TASK PROMPT:
Lines from the one containing "Q: For every instance of the forest" through the end of the data are to be returned exactly, and no others.

Object pointing dataset rows
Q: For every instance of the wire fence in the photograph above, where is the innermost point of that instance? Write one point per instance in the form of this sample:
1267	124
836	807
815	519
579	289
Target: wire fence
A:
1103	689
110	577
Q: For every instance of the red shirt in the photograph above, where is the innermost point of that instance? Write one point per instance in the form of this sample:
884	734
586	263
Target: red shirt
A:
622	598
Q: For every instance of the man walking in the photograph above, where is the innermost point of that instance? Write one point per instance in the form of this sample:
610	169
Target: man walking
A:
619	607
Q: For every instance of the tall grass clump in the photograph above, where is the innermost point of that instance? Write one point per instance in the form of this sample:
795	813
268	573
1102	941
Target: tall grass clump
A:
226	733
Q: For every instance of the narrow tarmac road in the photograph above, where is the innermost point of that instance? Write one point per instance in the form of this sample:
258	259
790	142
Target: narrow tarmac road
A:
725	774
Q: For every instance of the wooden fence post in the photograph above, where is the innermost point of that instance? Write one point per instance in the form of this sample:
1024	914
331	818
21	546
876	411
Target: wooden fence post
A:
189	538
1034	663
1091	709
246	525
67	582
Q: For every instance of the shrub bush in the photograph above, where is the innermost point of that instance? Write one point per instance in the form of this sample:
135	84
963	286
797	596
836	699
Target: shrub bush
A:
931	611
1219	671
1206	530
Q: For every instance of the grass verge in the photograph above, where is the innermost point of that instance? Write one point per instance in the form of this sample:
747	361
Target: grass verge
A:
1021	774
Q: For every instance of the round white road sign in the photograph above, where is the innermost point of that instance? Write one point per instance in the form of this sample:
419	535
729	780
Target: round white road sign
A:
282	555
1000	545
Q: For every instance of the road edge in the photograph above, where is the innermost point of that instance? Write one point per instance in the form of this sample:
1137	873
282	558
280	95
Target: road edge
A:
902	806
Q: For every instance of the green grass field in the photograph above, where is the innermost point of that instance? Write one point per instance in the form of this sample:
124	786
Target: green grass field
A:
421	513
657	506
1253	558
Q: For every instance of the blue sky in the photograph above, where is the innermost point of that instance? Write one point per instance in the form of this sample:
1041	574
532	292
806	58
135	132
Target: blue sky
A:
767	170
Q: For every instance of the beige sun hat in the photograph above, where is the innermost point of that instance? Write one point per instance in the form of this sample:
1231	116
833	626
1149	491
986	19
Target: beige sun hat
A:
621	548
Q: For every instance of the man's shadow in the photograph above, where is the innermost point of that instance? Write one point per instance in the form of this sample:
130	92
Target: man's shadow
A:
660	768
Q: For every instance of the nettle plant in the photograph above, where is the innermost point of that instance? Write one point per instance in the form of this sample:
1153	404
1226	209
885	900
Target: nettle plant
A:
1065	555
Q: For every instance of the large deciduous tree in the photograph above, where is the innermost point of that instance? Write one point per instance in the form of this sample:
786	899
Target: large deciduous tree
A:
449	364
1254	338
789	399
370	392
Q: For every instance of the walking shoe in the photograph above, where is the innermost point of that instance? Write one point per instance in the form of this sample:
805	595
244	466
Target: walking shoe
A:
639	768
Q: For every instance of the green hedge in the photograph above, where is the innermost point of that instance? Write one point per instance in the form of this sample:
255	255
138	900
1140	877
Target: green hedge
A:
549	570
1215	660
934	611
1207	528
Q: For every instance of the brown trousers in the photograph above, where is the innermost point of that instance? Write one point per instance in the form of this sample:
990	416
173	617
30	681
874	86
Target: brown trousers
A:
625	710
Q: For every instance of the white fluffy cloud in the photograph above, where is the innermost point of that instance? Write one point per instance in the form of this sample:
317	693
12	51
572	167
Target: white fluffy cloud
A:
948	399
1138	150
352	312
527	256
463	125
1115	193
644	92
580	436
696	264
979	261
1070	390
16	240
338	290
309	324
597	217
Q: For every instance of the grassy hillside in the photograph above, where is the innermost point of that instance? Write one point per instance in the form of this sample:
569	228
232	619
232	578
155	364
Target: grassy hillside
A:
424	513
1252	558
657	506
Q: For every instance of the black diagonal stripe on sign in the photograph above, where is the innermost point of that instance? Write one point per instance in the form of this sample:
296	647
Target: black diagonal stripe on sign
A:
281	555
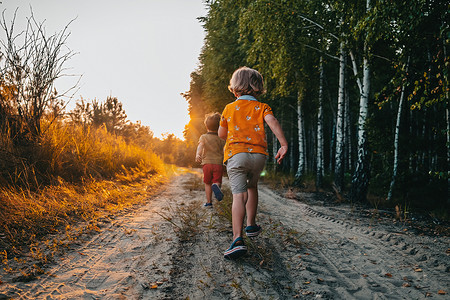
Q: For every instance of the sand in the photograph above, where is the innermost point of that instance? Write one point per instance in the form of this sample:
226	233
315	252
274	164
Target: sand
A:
172	248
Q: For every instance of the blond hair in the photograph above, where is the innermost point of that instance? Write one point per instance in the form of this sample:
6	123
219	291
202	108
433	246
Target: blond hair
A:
212	121
246	81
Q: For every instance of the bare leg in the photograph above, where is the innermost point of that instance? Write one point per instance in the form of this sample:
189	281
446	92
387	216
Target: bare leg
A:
238	213
208	192
252	206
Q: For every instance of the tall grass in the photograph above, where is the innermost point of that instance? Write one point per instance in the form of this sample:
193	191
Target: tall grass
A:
74	152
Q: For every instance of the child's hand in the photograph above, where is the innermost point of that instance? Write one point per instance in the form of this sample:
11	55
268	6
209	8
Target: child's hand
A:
281	154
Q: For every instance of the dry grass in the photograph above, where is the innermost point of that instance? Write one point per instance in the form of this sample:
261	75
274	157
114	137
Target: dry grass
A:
93	174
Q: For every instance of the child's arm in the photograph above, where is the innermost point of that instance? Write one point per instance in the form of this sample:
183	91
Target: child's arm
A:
198	155
222	132
278	131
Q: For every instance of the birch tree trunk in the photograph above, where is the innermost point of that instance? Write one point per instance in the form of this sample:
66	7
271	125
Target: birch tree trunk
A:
291	152
320	162
397	134
348	134
301	142
274	151
447	114
338	171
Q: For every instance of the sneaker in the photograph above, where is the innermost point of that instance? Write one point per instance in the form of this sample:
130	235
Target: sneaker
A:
252	231
217	191
236	250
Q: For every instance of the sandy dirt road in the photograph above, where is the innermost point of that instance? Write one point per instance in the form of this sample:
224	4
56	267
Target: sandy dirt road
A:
172	248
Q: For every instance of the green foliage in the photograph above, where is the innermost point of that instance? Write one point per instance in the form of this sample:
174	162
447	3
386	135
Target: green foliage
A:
406	44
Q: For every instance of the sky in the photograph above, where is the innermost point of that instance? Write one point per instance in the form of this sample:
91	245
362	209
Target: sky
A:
140	51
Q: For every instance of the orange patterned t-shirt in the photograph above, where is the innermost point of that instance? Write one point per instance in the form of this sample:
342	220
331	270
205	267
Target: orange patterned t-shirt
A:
244	120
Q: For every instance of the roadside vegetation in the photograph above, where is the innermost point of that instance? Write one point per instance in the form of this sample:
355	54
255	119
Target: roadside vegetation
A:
64	172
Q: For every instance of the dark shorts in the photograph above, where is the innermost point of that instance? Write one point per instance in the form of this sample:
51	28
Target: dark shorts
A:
212	173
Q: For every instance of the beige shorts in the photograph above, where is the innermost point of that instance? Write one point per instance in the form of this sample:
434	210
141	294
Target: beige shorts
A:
244	169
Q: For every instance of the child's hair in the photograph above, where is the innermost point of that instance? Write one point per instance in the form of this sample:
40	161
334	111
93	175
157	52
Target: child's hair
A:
246	81
212	121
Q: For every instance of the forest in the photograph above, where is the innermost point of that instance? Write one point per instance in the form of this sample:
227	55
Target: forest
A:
360	88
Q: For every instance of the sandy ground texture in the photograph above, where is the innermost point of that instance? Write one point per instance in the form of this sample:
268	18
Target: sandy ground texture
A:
172	248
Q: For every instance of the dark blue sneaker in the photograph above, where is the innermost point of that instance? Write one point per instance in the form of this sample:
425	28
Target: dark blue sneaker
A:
252	231
236	250
217	191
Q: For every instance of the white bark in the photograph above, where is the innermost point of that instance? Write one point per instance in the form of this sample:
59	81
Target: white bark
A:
396	137
274	150
320	162
301	140
347	134
360	181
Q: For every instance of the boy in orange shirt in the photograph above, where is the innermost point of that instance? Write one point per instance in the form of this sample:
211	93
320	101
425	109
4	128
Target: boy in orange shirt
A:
210	155
245	153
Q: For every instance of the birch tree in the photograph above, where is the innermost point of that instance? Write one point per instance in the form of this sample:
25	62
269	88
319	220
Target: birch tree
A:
360	180
397	135
320	160
339	171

COMPLETE OUTPUT:
Q: For every instance of the forest in the photograph above, where is the innermost point of that instance? Write one point per instance in the form of this sample:
227	55
Target: forest
A:
360	88
Q: For every instance of the sandy ground texture in the photograph above, where is the innermost point of that instance? Write one point per instance in the form of this sample:
268	18
Target: sandy ground texture
A:
172	248
Q: For every instance of the dark blue sneaker in the photograph above, where is the innermost point of that instance? Write one point per instance in the form of this sample:
425	28
Target: dark blue sneaker
A:
252	231
236	250
217	191
Q: For every instance of the white bark in the photograph above, where is the innermost point of that instance? Write one point per instance in the form of this sample:
59	81
Target: white bark
A:
396	137
274	150
320	162
301	140
347	134
360	181
Q: For every instance of the boy in orange shirt in the photograph above, where is the innermost point of that instance? Write one point per instance in the form of this sample:
211	93
320	101
425	109
4	128
Target: boy in orange shirt
A:
210	155
245	153
Q: For every instance of the birch tree in the photograph above, where is the innermost point of that instance? Write one point per instance in the form of this sample:
25	62
269	88
319	220
Target: birch tree
A:
360	180
397	135
320	160
339	171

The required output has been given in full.